## Descripción del ejercicio
Localiza en los ítems siguientes todas las líneas que contienen la palabra "yellow" y cópialas.

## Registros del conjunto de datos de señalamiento
━━━━━━━━━━━━━━━━━━━━━━━━━━━━━━
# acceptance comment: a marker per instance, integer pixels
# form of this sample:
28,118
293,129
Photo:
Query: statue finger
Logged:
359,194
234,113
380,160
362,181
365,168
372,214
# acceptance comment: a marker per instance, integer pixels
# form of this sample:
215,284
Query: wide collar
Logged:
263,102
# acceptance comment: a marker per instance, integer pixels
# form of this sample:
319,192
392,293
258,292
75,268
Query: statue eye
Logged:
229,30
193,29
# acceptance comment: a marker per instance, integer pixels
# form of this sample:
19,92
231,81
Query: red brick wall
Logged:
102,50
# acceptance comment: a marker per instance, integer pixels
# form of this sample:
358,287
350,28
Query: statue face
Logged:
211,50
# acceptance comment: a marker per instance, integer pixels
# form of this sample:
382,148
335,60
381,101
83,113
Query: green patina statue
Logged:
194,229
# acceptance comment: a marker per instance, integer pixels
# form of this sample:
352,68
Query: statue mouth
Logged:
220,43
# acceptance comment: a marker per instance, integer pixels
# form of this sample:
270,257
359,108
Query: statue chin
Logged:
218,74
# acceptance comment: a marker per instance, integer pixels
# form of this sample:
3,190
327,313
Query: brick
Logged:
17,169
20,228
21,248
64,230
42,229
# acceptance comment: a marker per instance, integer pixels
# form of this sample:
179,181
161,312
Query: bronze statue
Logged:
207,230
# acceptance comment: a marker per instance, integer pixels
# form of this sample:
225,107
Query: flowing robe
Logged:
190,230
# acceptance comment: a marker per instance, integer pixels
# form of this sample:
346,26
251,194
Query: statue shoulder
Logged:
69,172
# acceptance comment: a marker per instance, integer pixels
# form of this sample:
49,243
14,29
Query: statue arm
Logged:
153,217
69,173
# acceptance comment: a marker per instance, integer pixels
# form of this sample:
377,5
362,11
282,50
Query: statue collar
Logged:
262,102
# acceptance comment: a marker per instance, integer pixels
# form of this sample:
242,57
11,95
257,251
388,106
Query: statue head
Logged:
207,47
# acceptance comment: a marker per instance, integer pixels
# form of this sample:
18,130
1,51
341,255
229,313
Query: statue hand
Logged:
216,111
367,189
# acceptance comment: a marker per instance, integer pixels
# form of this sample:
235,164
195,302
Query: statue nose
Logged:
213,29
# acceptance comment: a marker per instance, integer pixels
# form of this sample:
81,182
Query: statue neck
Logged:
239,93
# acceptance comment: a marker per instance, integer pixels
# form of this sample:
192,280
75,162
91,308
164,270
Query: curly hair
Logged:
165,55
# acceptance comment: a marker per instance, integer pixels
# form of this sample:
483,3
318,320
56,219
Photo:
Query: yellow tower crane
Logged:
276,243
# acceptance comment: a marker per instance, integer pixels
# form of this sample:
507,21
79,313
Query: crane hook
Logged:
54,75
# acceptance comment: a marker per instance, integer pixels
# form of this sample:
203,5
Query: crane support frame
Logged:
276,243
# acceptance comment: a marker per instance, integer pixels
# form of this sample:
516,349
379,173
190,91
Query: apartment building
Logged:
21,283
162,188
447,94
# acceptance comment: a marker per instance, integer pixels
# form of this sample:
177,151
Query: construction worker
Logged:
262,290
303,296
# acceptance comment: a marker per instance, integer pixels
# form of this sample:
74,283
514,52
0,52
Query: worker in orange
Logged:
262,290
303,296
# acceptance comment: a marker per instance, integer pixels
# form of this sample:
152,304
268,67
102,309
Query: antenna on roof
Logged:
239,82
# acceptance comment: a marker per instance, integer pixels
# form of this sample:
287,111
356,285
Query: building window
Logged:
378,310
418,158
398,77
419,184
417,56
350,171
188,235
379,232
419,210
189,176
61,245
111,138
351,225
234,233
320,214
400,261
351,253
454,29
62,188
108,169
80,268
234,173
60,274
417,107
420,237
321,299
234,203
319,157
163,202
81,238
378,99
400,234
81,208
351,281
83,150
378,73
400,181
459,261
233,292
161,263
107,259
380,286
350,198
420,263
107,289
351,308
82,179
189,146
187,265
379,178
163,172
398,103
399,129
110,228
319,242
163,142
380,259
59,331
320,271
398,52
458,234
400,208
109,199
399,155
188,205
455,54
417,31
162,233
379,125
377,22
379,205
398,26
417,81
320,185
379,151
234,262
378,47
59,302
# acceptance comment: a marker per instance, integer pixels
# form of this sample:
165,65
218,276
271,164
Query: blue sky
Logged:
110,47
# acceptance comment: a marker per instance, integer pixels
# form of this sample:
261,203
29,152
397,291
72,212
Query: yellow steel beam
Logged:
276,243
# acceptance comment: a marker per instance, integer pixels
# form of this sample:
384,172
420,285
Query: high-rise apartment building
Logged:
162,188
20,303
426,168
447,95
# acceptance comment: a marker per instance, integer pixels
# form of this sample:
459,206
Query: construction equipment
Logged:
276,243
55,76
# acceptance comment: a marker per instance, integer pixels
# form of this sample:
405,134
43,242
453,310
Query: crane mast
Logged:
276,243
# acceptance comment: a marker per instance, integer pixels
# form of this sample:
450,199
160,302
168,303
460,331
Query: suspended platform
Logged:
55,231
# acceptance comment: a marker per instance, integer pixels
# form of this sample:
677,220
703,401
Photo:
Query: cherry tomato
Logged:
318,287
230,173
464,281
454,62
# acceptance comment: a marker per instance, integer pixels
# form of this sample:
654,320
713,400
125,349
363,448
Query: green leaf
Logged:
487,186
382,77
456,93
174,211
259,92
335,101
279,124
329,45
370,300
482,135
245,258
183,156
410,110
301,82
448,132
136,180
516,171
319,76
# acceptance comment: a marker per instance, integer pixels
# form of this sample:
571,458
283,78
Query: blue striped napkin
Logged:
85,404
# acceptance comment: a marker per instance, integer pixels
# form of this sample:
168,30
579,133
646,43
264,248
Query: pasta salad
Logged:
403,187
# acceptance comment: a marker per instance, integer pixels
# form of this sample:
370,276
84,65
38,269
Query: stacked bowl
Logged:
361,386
━━━━━━━━━━━━━━━━━━━━━━━━━━━━━━
## Solución del ejercicio
Query: yellow tower crane
Query: yellow steel beam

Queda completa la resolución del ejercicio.